===== RAW RECORDS

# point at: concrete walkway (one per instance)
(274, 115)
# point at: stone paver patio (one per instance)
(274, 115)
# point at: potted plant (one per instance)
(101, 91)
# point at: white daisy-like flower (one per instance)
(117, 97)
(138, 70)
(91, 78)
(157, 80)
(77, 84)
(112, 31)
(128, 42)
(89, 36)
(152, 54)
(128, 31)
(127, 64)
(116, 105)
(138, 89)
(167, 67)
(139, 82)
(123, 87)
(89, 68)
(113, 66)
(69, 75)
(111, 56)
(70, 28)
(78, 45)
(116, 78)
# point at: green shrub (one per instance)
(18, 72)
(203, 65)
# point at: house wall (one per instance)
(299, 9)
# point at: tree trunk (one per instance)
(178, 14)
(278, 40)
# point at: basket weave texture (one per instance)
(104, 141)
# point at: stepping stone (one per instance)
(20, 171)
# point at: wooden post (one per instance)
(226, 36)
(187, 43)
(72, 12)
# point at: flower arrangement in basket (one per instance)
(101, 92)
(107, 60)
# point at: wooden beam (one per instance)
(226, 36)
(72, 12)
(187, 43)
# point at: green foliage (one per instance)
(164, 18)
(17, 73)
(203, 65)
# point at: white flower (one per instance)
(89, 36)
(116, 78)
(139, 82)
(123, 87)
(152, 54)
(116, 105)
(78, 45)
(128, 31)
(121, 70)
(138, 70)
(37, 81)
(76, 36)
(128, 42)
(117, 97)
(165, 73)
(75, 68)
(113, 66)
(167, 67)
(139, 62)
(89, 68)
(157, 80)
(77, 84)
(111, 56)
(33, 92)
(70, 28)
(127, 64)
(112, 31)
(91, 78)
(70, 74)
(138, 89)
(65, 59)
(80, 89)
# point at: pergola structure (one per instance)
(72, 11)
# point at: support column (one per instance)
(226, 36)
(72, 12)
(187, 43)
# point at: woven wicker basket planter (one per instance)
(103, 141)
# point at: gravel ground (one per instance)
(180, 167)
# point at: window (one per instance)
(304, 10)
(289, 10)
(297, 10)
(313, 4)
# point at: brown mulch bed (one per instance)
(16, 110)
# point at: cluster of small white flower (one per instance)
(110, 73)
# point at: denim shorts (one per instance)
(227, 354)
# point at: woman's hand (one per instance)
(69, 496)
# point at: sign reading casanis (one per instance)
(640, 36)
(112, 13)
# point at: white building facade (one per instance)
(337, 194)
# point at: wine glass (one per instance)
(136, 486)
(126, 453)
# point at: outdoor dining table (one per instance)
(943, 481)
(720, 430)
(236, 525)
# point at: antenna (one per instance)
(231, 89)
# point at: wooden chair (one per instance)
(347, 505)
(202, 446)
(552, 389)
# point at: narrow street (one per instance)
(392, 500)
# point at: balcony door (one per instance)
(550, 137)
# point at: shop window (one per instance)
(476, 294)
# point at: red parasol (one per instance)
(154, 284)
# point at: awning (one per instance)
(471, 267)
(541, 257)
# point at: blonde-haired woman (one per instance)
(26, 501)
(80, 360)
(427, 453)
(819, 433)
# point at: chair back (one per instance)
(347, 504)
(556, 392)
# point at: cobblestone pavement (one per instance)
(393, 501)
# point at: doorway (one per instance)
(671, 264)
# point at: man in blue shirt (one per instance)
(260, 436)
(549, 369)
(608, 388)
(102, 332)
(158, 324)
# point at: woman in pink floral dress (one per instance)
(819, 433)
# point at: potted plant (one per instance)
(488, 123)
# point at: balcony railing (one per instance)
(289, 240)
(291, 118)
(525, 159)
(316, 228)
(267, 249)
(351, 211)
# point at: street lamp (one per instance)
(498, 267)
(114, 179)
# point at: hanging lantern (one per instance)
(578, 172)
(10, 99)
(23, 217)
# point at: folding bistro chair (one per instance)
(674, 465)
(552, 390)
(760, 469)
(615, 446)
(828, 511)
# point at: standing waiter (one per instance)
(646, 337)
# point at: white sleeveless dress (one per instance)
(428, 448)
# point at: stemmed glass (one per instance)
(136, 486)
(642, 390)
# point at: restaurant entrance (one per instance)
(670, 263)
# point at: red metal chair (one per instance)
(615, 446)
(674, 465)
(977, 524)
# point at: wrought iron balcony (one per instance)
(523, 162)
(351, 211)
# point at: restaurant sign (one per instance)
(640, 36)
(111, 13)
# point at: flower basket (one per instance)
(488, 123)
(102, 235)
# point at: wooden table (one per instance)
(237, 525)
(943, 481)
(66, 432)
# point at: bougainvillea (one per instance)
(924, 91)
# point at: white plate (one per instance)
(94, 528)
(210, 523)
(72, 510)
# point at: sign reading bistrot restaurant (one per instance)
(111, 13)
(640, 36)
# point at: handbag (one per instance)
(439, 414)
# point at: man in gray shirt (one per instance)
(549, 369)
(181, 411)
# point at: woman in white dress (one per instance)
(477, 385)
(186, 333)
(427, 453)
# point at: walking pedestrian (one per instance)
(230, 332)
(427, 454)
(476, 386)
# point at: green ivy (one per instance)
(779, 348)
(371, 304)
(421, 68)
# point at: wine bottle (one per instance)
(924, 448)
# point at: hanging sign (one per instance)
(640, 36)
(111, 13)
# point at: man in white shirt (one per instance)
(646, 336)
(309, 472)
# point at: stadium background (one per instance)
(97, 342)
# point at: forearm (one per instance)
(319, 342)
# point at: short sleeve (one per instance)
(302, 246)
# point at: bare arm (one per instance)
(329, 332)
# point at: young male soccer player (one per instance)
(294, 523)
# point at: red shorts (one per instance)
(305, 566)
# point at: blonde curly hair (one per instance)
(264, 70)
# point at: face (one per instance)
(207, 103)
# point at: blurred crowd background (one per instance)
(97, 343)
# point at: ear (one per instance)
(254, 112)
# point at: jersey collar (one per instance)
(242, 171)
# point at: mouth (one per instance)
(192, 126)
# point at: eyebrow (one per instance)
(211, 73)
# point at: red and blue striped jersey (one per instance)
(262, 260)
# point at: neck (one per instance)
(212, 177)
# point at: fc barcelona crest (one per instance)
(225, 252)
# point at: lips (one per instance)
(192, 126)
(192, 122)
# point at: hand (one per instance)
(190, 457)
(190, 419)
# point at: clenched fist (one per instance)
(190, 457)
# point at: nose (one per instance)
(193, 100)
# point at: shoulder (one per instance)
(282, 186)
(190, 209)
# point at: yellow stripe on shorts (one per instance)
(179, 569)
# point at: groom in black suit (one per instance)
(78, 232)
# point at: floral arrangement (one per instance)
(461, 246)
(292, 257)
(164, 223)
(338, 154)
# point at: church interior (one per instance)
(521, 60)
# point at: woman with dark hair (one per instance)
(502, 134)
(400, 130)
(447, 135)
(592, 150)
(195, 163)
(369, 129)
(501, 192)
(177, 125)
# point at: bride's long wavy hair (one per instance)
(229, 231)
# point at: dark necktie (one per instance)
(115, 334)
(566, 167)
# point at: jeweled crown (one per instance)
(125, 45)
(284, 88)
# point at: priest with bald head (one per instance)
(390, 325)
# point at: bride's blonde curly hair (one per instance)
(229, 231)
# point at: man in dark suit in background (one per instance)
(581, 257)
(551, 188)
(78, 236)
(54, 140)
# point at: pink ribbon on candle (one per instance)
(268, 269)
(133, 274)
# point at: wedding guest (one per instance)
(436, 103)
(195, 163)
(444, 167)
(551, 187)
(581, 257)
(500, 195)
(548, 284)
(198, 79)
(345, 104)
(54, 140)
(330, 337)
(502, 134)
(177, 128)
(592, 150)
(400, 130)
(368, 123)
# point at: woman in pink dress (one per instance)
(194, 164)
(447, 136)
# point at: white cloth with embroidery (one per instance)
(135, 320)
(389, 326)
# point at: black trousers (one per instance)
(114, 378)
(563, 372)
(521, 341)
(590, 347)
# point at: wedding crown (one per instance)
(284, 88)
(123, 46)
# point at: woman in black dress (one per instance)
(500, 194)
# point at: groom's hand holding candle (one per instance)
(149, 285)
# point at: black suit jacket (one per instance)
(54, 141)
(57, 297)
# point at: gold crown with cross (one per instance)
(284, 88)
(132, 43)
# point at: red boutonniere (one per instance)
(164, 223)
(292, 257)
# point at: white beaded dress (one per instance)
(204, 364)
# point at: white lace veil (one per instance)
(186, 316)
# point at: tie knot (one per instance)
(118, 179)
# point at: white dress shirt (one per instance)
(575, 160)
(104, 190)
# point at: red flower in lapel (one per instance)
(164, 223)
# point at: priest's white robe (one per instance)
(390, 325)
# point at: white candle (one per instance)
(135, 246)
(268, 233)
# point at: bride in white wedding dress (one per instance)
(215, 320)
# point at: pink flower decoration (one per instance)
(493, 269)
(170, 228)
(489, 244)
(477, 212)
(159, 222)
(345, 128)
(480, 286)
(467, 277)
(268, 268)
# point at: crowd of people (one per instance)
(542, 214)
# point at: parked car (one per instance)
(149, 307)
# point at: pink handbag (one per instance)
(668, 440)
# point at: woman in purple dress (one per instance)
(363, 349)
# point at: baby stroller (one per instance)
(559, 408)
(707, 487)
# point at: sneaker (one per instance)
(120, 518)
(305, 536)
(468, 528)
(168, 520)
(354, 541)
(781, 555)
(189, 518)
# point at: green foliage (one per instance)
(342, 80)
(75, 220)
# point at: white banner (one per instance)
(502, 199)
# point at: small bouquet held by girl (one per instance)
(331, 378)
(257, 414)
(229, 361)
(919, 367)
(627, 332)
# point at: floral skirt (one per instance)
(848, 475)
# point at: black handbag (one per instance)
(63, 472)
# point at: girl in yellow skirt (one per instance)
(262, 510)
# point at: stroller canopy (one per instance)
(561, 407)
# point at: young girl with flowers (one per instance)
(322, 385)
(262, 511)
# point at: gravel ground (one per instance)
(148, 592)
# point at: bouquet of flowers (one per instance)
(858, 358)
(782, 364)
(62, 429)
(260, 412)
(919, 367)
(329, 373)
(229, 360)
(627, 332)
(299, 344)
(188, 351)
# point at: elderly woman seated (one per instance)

==========

TASK DETAILS -
Take the line that contains "# point at: white banner (one per instance)" and every line after it through the end of the listing above, and repeat them exactly.

ANSWER TO THIS EXERCISE -
# point at: white banner (one per instance)
(502, 199)
# point at: small bouquet held by girl (one per instance)
(331, 378)
(257, 414)
(229, 361)
(919, 367)
(627, 332)
# point at: floral skirt (one per instance)
(848, 475)
# point at: black handbag (one per instance)
(63, 472)
# point at: girl in yellow skirt (one per instance)
(262, 510)
# point at: stroller canopy (one per instance)
(561, 407)
# point at: young girl with flowers (one per instance)
(322, 385)
(262, 511)
# point at: gravel ground (one per instance)
(148, 592)
# point at: bouquet of flowers (one per instance)
(858, 358)
(782, 364)
(62, 429)
(260, 412)
(919, 367)
(329, 373)
(229, 360)
(627, 332)
(299, 344)
(188, 351)
# point at: elderly woman seated (one per instance)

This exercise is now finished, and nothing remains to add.